GIVEN TASK: Lay out all of the data below as a numbered list, omitting any blank lines.

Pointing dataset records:
- - -

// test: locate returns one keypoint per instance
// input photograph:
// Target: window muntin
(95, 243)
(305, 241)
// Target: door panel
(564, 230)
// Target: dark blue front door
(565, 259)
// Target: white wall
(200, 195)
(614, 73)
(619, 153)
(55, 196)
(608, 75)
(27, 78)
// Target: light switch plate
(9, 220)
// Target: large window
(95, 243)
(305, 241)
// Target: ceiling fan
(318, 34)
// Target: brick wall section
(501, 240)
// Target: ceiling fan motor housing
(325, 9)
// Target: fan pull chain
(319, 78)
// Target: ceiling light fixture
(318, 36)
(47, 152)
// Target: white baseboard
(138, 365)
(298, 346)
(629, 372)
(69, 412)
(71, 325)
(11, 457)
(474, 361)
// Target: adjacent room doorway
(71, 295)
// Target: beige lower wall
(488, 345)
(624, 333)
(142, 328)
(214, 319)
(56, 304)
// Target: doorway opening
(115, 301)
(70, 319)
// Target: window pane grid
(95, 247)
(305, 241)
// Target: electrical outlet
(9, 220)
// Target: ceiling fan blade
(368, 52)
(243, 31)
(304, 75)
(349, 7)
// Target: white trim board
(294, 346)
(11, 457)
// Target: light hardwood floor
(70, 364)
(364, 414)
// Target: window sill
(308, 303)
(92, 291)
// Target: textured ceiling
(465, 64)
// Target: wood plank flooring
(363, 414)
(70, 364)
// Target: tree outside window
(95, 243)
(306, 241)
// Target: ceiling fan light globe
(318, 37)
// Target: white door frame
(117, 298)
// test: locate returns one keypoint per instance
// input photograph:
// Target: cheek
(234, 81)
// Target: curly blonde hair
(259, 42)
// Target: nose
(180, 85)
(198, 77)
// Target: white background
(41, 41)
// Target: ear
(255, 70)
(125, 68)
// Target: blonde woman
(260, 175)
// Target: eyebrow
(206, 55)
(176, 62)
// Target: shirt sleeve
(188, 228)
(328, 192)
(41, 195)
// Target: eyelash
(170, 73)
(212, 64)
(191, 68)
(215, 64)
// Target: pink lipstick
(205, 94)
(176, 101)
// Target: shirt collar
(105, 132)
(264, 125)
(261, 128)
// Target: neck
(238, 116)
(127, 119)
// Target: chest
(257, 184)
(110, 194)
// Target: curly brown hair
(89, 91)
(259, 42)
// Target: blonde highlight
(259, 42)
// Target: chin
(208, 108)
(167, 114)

- - -

RESULT OF THIS EXERCISE:
1. // test: locate returns one keypoint per instance
2. // input photograph:
3. // Target: window muntin
4. (95, 243)
5. (305, 241)
6. // Target: door panel
7. (564, 230)
8. // Target: dark blue front door
9. (565, 259)
10. // Target: white wall
11. (200, 195)
12. (614, 73)
13. (619, 153)
14. (55, 196)
15. (608, 75)
16. (27, 78)
17. // Target: light switch plate
18. (9, 220)
19. // Target: large window
20. (95, 243)
21. (305, 241)
22. // Target: ceiling fan
23. (318, 34)
24. // Target: brick wall section
25. (501, 240)
26. // Target: ceiling fan motor housing
27. (325, 9)
28. // Target: fan pull chain
29. (319, 78)
30. // Target: ceiling light fixture
31. (318, 36)
32. (47, 152)
33. // Target: white baseboard
34. (138, 365)
35. (298, 346)
36. (629, 372)
37. (69, 412)
38. (71, 325)
39. (11, 457)
40. (474, 361)
41. // Target: adjacent room doorway
42. (71, 295)
43. // Target: beige lower wall
44. (488, 345)
45. (624, 333)
46. (142, 328)
47. (214, 319)
48. (56, 304)
49. // Target: doorway opening
50. (115, 301)
51. (70, 319)
52. // Target: window pane grid
53. (95, 247)
54. (305, 241)
55. // Target: electrical outlet
56. (9, 220)
57. // Target: ceiling fan blade
58. (368, 52)
59. (243, 31)
60. (304, 75)
61. (349, 7)
62. // Target: white trim board
63. (294, 346)
64. (11, 457)
65. // Target: light hardwood floor
66. (70, 364)
67. (364, 414)
68. // Target: window sill
69. (308, 303)
70. (92, 291)
71. // Target: textured ceiling
72. (465, 64)
73. // Target: wood plank flooring
74. (363, 414)
75. (70, 364)
76. // Target: tree outside window
77. (95, 243)
78. (306, 241)
79. // Target: ceiling fan light globe
80. (318, 37)
81. // Target: white door frame
82. (117, 298)
83. // test: locate returns one keypoint per instance
84. // input photograph:
85. // Target: cheek
86. (234, 81)
87. // Target: curly blonde hair
88. (259, 42)
89. // Target: nose
90. (180, 85)
91. (198, 77)
92. // Target: white background
93. (41, 41)
94. // Target: ear
95. (255, 70)
96. (125, 68)
97. // Target: blonde woman
98. (260, 175)
99. // Target: eyebrow
100. (206, 55)
101. (176, 62)
102. // Target: shirt sleeve
103. (188, 228)
104. (328, 192)
105. (41, 195)
106. // Target: eyelash
107. (170, 73)
108. (212, 64)
109. (191, 68)
110. (215, 64)
111. // Target: pink lipstick
112. (205, 94)
113. (176, 101)
114. // Target: shirt collar
115. (105, 132)
116. (264, 125)
117. (261, 128)
118. // Target: neck
119. (238, 116)
120. (127, 119)
121. // Target: chest
122. (257, 184)
123. (110, 194)
124. // Target: curly brown hair
125. (89, 91)
126. (259, 42)
127. // Target: blonde highlight
128. (259, 42)
129. // Target: chin
130. (208, 108)
131. (167, 114)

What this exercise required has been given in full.